Written task 1: From the passage on service and the pace of change, list every technology it says reached a large number of users.
Written task 2: In the passage on service and the pace of change, rewrite the part from "Ch ch changes" up to and including "expect things faster.", swapping "amazing" for "remarkable".

Supplied text:
_ _ _ _

In today’s world product is the price of entry. Everybody has to have good product. The difference is the way you’re treated, the way you’re serviced, the way people take care of you. The best salespeople, when they’re talking to you, you’re the most important person in the world to them at that moment.

Ch ch changes
The entire world has changed more in
the last five years than it had in the previous 20. Technology, the speed that
 things happen, is amazing. You’re sitting here with two smart devices and a computer—20 years ago you would have been writing in shorthand. The world is faster and it’s going to change more in the next five years. I think it took something like 30 years for radio to reach 50 million or 100 million users. It took half that time for television to reach that many users. It took four years for the Internet to reach that many users. And today there are millions and millions of searches per minute. Information flows so much faster and consumers expect things faster.

_ _ _ _

Provided records:
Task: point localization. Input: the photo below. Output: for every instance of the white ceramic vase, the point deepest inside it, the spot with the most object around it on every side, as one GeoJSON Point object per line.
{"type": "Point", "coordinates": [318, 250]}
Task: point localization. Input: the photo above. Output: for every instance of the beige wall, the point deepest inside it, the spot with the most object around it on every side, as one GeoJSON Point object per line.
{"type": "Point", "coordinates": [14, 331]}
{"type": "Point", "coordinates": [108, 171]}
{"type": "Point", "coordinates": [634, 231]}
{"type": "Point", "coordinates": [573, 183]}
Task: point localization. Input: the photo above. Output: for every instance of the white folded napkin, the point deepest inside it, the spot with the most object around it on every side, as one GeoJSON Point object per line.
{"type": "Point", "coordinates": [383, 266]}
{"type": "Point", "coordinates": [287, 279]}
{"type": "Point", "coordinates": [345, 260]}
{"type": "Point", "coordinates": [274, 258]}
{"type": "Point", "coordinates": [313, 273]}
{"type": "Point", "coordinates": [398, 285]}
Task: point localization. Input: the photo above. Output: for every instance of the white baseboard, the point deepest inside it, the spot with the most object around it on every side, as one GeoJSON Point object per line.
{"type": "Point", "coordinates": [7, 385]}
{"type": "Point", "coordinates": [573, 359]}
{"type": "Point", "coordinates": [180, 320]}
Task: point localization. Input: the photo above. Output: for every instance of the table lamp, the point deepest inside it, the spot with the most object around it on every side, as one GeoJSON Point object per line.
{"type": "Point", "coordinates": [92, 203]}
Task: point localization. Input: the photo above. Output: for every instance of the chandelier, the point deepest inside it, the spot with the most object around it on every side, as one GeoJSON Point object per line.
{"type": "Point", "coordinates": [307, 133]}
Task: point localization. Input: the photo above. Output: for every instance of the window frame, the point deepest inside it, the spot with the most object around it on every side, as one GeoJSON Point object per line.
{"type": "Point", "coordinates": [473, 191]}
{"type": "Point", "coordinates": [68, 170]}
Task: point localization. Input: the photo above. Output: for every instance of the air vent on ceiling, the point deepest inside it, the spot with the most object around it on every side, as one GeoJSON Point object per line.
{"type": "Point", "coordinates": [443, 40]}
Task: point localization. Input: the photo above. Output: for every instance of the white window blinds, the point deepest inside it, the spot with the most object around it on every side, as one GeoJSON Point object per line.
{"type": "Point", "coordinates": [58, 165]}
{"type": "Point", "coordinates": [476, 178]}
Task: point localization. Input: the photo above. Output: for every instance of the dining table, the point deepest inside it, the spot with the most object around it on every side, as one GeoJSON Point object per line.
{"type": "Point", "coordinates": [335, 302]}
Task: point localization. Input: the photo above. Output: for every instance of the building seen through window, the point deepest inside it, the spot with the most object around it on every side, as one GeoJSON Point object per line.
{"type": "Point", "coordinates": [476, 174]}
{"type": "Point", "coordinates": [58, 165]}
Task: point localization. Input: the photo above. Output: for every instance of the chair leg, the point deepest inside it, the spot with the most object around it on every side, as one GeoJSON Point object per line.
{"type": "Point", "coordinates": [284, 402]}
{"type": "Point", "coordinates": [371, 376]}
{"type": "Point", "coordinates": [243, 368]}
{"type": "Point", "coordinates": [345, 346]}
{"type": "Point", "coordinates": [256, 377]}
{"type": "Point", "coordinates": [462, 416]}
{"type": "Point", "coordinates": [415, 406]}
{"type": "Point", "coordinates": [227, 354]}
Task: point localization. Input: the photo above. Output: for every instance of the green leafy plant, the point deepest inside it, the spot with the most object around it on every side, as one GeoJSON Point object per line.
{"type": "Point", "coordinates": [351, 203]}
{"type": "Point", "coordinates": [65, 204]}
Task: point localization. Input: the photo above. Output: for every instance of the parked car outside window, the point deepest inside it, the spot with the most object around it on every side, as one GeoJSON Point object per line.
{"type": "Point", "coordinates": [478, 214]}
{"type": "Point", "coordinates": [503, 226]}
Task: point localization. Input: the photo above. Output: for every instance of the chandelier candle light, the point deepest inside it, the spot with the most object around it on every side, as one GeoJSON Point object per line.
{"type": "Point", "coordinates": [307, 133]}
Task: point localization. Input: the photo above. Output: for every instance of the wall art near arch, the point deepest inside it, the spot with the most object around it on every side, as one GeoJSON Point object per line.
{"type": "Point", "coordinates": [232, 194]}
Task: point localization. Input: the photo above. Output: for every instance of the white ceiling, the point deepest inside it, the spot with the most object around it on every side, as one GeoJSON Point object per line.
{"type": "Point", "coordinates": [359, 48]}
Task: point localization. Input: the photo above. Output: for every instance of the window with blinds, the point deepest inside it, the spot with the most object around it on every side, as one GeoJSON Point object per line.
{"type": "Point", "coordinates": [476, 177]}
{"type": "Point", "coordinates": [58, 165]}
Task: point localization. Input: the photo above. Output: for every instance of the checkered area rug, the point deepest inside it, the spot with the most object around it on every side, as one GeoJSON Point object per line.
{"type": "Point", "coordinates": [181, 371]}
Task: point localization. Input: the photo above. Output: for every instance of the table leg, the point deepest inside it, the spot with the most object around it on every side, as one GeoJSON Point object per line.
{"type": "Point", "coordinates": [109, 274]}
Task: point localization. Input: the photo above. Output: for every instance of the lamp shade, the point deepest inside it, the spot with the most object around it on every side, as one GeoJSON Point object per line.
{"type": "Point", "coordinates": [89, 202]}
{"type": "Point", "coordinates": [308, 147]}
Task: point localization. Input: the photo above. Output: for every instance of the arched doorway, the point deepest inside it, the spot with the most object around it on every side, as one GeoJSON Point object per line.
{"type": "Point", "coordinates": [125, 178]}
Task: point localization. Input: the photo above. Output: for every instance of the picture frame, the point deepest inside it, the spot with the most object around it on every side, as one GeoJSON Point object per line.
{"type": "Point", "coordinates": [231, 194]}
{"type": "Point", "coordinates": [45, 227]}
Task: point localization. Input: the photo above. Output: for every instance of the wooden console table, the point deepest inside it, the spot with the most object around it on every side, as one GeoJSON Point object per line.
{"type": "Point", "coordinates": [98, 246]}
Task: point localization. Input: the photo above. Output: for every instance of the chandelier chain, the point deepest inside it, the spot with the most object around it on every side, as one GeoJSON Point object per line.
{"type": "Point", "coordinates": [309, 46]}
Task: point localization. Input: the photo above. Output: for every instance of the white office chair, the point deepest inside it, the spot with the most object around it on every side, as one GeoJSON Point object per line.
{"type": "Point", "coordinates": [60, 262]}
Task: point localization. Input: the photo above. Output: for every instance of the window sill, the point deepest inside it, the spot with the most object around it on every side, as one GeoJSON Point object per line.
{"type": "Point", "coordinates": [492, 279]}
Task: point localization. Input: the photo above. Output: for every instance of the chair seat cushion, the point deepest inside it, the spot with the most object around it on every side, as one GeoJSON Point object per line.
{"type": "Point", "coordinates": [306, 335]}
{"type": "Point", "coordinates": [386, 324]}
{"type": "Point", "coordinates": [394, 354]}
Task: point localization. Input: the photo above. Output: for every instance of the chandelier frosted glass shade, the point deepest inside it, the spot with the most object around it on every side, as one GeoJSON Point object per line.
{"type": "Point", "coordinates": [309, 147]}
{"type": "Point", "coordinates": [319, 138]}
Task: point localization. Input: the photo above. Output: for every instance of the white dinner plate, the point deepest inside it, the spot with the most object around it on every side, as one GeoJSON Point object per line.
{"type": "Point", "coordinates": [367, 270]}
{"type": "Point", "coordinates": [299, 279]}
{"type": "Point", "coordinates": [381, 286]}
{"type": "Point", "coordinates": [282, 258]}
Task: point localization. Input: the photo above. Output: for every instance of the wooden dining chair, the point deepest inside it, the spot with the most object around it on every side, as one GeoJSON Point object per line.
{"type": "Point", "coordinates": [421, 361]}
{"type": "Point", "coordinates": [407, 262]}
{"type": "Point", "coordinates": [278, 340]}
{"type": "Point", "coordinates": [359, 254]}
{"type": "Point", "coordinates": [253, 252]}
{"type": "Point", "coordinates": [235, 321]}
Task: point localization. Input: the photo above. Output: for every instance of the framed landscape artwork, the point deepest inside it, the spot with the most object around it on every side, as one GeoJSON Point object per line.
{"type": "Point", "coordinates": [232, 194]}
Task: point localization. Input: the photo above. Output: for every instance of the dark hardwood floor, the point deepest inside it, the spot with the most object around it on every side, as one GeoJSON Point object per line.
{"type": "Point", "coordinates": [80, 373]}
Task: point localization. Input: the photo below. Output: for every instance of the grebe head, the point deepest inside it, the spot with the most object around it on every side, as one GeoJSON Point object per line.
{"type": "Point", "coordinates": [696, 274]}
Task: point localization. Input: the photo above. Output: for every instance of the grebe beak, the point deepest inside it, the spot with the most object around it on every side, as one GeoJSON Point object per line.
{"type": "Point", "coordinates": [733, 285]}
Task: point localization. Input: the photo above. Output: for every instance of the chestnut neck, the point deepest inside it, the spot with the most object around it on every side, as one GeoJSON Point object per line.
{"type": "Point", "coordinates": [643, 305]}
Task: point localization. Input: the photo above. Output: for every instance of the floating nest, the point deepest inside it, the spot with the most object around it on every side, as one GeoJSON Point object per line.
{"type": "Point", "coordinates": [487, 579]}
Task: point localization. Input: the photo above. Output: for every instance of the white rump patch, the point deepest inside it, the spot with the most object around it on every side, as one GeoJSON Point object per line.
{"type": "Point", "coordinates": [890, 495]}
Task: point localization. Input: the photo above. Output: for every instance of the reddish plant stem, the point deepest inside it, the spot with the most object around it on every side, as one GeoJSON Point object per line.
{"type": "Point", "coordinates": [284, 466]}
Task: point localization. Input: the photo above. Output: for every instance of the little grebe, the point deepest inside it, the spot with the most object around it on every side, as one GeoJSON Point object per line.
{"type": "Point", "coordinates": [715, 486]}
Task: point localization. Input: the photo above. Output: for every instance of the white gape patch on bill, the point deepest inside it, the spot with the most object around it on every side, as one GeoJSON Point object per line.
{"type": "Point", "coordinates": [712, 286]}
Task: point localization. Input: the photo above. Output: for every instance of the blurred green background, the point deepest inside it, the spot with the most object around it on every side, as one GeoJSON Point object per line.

_ _ _ _

Task answer 1: Radio, television, the Internet

Task answer 2:
Ch ch changes
The entire world has changed more in
the last five years than it had in the previous 20. Technology, the speed that
 things happen, is remarkable. You’re sitting here with two smart devices and a computer—20 years ago you would have been writing in shorthand. The world is faster and it’s going to change more in the next five years. I think it took something like 30 years for radio to reach 50 million or 100 million users. It took half that time for television to reach that many users. It took four years for the Internet to reach that many users. And today there are millions and millions of searches per minute. Information flows so much faster and consumers expect things faster.